*Actions to take:*
(a) In the project overview, rewrite the part that opens with the words "This project explores" and closes with "attention-based fusion techniques.", substituting "Croatian" for each occurrence of "Slovenian".
(b) Extend the knowledge graph project overview, picking up right after its last sentence.

*Given text:*
This project explores techniques for improving Large Language Models (LLMs) by integrating structured knowledge from knowledge graphs (KGs). Focusing on subset of Wikidata's data about the Slovenian counties, cities, castles, rivers and mountain peaks, we aim to improve the model's ability to accurately answer complex questions by leveraging semantic relationships. This repository contains the code, data, and documentation for our experiments with various KG integration methods, including direct input augmentation, graph embedding-based integration, and attention-based fusion techniques.
/docs/
: Project documentation, literature review, and methodology details./data/
: Processed dataset files containing knowledge graph triples and raw data./src/
: Source code for implementing KG integration techniques and model evaluation./results/
: Performance analysis, evaluation reports, and visualizations.
To get started with the project, follow these steps:
- Clone the repository:
git clone https://github.com/UL-FRI-NLP-Course/ul-fri-nlp-course-project-2024-2025-object-object
- Navigate to the project directory:
cd ul-fri-nlp-course-project-2024-2025-object-object
- Create a virtual environment and install dependencies (eg. virtualenv or conda):
virtualenv .venv source .venv/bin/activate # On Windows use `.venv\Scripts\activate` pip install -r requirements.txt
If you encounter issues with the virtual environment being recognized by the Jupyter Notebook, you can export the notebook to a Python script and run it directly.

*Dataset entries:*
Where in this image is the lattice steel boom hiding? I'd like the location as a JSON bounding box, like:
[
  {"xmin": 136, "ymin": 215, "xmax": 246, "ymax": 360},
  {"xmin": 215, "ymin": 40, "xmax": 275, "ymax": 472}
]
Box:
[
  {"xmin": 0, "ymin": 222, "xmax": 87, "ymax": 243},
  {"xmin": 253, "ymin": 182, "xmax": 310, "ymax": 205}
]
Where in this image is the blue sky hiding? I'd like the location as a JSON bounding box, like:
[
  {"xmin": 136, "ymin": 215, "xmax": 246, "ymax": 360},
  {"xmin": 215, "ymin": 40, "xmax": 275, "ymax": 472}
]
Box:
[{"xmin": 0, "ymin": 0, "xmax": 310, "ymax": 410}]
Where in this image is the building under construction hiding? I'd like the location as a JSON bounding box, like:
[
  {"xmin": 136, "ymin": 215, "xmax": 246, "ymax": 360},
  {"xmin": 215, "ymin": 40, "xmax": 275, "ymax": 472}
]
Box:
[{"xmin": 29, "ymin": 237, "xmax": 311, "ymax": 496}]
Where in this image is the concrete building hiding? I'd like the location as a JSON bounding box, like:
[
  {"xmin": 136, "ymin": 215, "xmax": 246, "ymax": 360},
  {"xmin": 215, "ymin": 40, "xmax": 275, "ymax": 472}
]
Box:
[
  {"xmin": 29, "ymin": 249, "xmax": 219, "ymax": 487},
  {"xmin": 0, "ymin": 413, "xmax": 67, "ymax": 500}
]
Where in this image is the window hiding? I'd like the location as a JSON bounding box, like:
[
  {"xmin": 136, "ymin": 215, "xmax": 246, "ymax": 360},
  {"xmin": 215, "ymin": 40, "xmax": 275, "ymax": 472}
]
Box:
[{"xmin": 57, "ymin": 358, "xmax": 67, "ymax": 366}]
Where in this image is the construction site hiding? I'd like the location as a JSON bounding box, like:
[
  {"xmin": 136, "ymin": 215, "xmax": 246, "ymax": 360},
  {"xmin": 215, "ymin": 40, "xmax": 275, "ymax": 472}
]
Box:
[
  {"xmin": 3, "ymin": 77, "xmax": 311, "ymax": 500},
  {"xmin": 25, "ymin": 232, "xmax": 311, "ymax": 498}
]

*Task responses:*
(a)
This project explores techniques for improving Large Language Models (LLMs) by integrating structured knowledge from knowledge graphs (KGs). Focusing on subset of Wikidata's data about the Croatian counties, cities, castles, rivers and mountain peaks, we aim to improve the model's ability to accurately answer complex questions by leveraging semantic relationships. This repository contains the code, data, and documentation for our experiments with various KG integration methods, including direct input augmentation, graph embedding-based integration, and attention-based fusion techniques.

(b)
An example notebook for how to generate a knowledge graph can be found in the src/knowledge_graph.ipynb
file. The process does not require a GPU, but it does require an internet connection to download the necessary data from Wikidata using our proprietary client. If you do not want to run the notebook, you can view the output data in the data/municipalities_peaks_castles.graphml
file, which is used for downstream tasks as well.
An example notebook for how to generate questions and answers from the knowledge graph can be found in the src/qa_generation.ipynb
file. The process does not require a GPU and does not require an internet connection, however the data/municipalities_peaks_castles.graphml
file must be present.
An example notebook for how to evaluate the RAG method can be found in the src/rag_evaluation.ipynb
file. The process requires a GPU but no internet connection. The data/municipalities_peaks_castles.graphml
file must be present, as questions are generated inline.